Add -25 to every coordinate in the answer outlines found between the line holding "Return the mask of every instance of the asphalt" and the line holding "568 141 L 561", inclusive. Write all of those lines out again, keeping every other part of them unchanged.

Records for the task —
-----

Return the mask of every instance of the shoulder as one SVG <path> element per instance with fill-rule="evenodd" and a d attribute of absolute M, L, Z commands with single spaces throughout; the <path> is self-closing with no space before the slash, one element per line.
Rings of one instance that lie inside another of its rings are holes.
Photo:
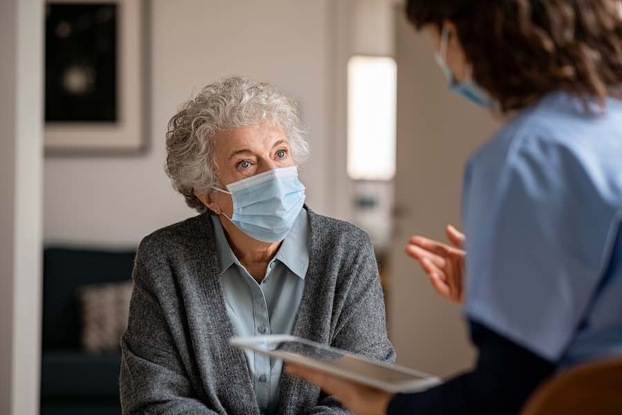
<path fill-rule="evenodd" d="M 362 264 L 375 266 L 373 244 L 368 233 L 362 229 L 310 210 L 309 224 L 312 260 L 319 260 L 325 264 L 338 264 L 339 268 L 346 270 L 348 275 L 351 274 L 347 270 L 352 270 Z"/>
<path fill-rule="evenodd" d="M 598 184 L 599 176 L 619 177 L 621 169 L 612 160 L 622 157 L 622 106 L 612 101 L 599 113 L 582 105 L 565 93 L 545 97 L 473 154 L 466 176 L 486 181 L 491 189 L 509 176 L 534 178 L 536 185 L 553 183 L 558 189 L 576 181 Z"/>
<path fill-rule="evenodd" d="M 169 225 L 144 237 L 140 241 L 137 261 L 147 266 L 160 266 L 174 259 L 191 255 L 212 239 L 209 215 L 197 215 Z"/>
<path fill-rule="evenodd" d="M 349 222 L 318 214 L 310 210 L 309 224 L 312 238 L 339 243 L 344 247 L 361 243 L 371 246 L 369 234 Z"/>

-----

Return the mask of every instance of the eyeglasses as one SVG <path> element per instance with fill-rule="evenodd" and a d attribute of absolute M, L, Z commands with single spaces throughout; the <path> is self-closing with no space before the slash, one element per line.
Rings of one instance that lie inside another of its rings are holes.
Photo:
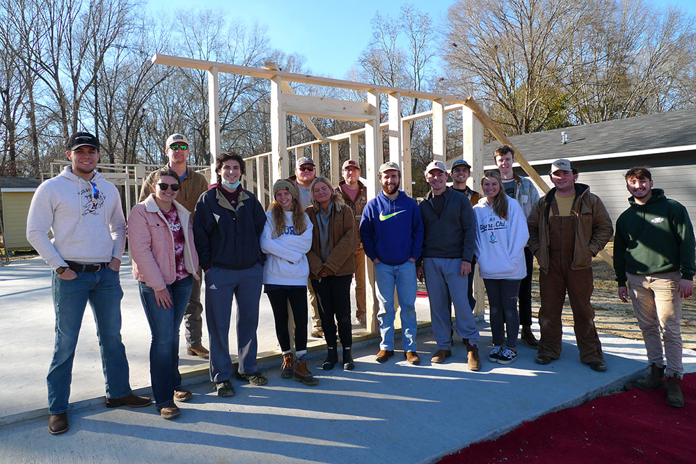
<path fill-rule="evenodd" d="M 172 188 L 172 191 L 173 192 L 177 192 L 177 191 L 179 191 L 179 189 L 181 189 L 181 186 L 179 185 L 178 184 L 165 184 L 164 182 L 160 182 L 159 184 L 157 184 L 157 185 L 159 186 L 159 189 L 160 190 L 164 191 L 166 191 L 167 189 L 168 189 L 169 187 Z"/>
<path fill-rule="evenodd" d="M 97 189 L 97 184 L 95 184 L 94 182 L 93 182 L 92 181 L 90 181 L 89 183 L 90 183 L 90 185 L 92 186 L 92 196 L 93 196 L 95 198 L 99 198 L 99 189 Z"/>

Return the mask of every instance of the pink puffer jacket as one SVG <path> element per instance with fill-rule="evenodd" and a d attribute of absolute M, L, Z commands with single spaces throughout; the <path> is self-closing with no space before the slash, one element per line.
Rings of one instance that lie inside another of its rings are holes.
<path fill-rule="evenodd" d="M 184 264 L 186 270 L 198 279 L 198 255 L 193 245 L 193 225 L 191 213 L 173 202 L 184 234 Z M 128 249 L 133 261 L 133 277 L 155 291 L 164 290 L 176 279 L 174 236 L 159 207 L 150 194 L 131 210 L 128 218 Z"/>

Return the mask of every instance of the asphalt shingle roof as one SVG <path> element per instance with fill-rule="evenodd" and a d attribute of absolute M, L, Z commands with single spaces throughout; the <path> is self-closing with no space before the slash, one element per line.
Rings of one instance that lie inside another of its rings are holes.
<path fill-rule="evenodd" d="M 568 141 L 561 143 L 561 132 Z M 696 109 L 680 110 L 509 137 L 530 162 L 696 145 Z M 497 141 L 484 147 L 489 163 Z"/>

-----

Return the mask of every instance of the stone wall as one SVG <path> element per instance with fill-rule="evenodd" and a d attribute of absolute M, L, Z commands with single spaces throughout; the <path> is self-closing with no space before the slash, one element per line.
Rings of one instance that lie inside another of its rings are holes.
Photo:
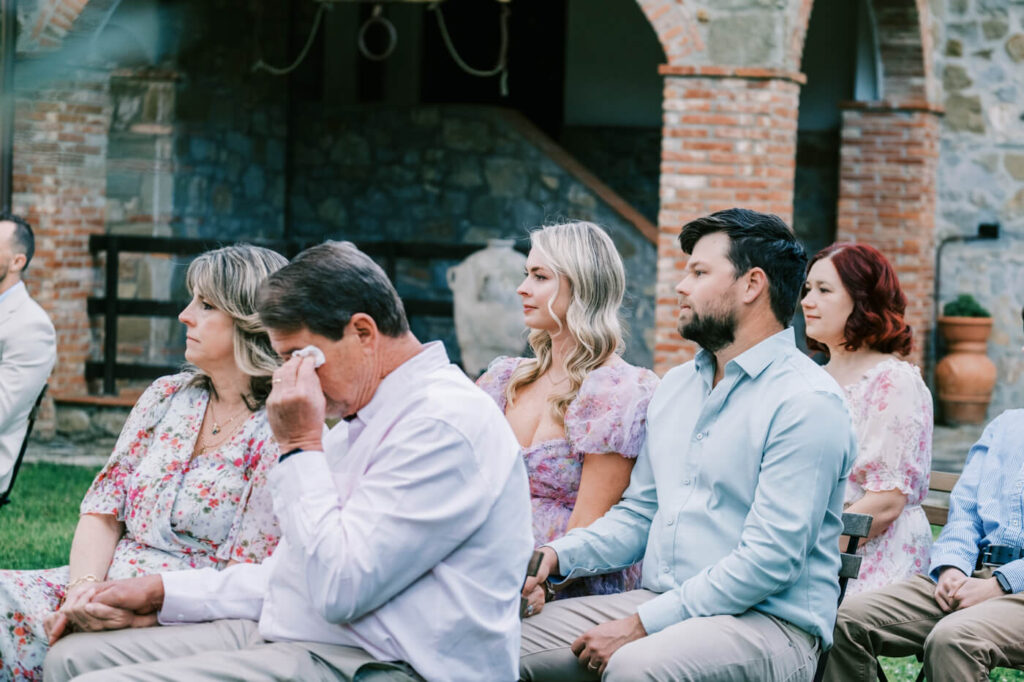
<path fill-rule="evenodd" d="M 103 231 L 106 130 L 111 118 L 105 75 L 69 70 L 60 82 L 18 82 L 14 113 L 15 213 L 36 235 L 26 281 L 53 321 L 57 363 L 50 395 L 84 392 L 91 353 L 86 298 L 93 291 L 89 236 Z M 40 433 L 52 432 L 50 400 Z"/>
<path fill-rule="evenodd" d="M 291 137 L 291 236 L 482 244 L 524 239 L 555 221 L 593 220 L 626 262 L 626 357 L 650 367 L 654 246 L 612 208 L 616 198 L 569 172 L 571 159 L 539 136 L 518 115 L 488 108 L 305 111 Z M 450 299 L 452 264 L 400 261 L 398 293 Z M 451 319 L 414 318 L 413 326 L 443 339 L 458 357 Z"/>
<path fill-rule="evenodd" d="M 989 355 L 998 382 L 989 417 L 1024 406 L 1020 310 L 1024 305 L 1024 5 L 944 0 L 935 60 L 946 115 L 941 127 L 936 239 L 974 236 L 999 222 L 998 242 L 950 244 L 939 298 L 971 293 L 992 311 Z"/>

-----

Exercise output —
Return the mask of every instance of the asphalt shingle roof as one SVG <path> element per instance with fill-rule="evenodd" and a d attribute of absolute M, L, Z commands with single spaces throughout; the <path> is self-closing with no space before the slash, one element per line.
Rings of one instance that lie inside another of its rings are holes.
<path fill-rule="evenodd" d="M 543 116 L 536 118 L 536 107 Z M 671 84 L 655 85 L 484 112 L 505 137 L 671 120 Z M 472 116 L 459 122 L 464 138 Z"/>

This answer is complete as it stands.